Recast all of the data below as a JSON list of strings, one string per line, and leave out any blank lines.

[Box annotation data, by row]
----------------

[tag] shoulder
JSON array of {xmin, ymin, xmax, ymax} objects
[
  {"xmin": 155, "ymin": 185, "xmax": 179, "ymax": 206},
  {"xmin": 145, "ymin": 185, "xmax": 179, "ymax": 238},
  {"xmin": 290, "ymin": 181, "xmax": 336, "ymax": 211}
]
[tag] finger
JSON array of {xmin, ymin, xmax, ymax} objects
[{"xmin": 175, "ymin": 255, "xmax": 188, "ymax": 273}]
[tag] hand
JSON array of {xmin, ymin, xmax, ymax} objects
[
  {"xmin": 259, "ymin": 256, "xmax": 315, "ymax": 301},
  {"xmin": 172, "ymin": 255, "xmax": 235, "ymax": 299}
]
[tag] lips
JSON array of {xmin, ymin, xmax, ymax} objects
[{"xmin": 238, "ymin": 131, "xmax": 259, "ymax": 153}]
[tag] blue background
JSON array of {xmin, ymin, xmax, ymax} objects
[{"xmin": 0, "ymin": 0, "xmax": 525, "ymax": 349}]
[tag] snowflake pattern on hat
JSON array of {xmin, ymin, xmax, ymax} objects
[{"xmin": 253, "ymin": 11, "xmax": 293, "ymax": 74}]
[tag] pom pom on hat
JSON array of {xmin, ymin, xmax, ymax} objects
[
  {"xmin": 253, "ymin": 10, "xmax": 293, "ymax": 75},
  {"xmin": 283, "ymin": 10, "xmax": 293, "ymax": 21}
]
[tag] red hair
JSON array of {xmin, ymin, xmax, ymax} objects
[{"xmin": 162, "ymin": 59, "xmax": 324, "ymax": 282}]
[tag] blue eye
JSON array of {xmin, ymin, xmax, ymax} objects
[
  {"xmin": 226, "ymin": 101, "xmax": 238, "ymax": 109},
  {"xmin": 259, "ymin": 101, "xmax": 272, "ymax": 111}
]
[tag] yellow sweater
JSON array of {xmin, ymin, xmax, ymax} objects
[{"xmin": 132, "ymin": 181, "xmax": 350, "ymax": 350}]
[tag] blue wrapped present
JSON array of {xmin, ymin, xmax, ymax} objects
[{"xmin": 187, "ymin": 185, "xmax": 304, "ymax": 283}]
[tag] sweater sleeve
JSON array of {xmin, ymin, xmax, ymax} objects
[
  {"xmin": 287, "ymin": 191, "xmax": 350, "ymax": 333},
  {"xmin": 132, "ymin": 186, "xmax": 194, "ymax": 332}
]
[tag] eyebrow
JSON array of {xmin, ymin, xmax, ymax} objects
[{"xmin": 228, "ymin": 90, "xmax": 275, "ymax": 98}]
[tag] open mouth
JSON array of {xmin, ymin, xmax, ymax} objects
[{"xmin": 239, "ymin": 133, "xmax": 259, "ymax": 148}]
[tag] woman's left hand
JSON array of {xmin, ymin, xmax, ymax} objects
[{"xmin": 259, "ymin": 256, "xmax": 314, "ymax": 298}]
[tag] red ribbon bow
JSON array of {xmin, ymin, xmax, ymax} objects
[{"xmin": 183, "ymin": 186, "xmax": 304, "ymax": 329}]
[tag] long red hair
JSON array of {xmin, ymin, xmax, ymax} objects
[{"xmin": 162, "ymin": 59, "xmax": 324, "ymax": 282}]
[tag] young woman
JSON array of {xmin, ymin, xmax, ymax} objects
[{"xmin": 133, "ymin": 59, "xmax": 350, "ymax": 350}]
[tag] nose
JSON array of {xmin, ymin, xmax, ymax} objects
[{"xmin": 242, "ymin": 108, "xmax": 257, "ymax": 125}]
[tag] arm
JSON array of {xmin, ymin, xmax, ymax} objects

----------------

**Reply to the task**
[
  "[tag] shoulder",
  "JSON array of {xmin, ymin, xmax, ymax} objects",
  "[",
  "  {\"xmin\": 155, \"ymin\": 185, \"xmax\": 179, \"ymax\": 206},",
  "  {\"xmin\": 145, \"ymin\": 185, \"xmax\": 179, \"ymax\": 238},",
  "  {\"xmin\": 290, \"ymin\": 181, \"xmax\": 336, \"ymax\": 211}",
  "]",
  "[tag] finger",
  "JSON array of {xmin, ymin, xmax, ymax} objects",
  "[{\"xmin\": 175, \"ymin\": 255, \"xmax\": 188, \"ymax\": 273}]",
  "[tag] hand",
  "JSON array of {xmin, ymin, xmax, ymax} objects",
  "[",
  "  {\"xmin\": 259, \"ymin\": 256, \"xmax\": 315, \"ymax\": 301},",
  "  {\"xmin\": 172, \"ymin\": 255, \"xmax\": 235, \"ymax\": 299}",
  "]",
  "[tag] lips",
  "JSON array of {xmin, ymin, xmax, ymax} objects",
  "[{\"xmin\": 238, \"ymin\": 131, \"xmax\": 259, \"ymax\": 153}]",
  "[tag] blue background",
  "JSON array of {xmin, ymin, xmax, ymax} objects",
  "[{\"xmin\": 0, \"ymin\": 0, \"xmax\": 525, \"ymax\": 349}]",
  "[tag] snowflake pattern on hat",
  "JSON array of {xmin, ymin, xmax, ymax} objects",
  "[{\"xmin\": 253, \"ymin\": 11, \"xmax\": 293, \"ymax\": 74}]",
  "[tag] pom pom on hat",
  "JSON array of {xmin, ymin, xmax, ymax} objects",
  "[",
  "  {\"xmin\": 253, \"ymin\": 10, \"xmax\": 293, \"ymax\": 75},",
  "  {\"xmin\": 283, \"ymin\": 10, \"xmax\": 293, \"ymax\": 21}",
  "]",
  "[tag] red hair",
  "JSON array of {xmin, ymin, xmax, ymax} objects",
  "[{\"xmin\": 162, \"ymin\": 59, \"xmax\": 324, \"ymax\": 282}]",
  "[tag] blue eye",
  "JSON array of {xmin, ymin, xmax, ymax} objects",
  "[",
  "  {\"xmin\": 226, \"ymin\": 101, \"xmax\": 238, \"ymax\": 109},",
  "  {\"xmin\": 259, \"ymin\": 101, \"xmax\": 272, \"ymax\": 111}",
  "]",
  "[tag] yellow sweater",
  "JSON array of {xmin, ymin, xmax, ymax} objects",
  "[{\"xmin\": 132, \"ymin\": 181, \"xmax\": 350, \"ymax\": 350}]",
  "[tag] blue wrapped present",
  "JSON array of {xmin, ymin, xmax, ymax} objects",
  "[{\"xmin\": 187, \"ymin\": 185, \"xmax\": 304, \"ymax\": 283}]",
  "[tag] sweater sleeve",
  "JSON array of {xmin, ymin, xmax, ymax} objects",
  "[",
  "  {\"xmin\": 287, \"ymin\": 191, \"xmax\": 350, \"ymax\": 333},",
  "  {\"xmin\": 132, \"ymin\": 186, \"xmax\": 194, \"ymax\": 332}",
  "]",
  "[tag] eyebrow",
  "JSON array of {xmin, ymin, xmax, ymax} objects",
  "[{\"xmin\": 228, \"ymin\": 90, \"xmax\": 275, \"ymax\": 98}]",
  "[tag] open mouth",
  "JSON array of {xmin, ymin, xmax, ymax} objects",
  "[{\"xmin\": 239, \"ymin\": 133, \"xmax\": 259, \"ymax\": 148}]",
  "[tag] woman's left hand",
  "JSON array of {xmin, ymin, xmax, ymax} objects",
  "[{\"xmin\": 259, \"ymin\": 256, \"xmax\": 314, \"ymax\": 298}]",
  "[tag] red ribbon bow",
  "JSON array of {xmin, ymin, xmax, ymax} objects",
  "[{\"xmin\": 183, \"ymin\": 186, \"xmax\": 304, \"ymax\": 329}]",
  "[tag] long red hair",
  "JSON array of {xmin, ymin, xmax, ymax} objects",
  "[{\"xmin\": 162, \"ymin\": 59, \"xmax\": 324, \"ymax\": 282}]",
  "[tag] young woman",
  "JSON array of {xmin, ymin, xmax, ymax} objects",
  "[{\"xmin\": 133, \"ymin\": 59, \"xmax\": 350, \"ymax\": 350}]",
  "[tag] nose",
  "JSON array of {xmin, ymin, xmax, ymax} objects",
  "[{\"xmin\": 242, \"ymin\": 108, \"xmax\": 257, \"ymax\": 125}]",
  "[tag] arm",
  "JSON array of {xmin, ymin, xmax, ymax} objects"
]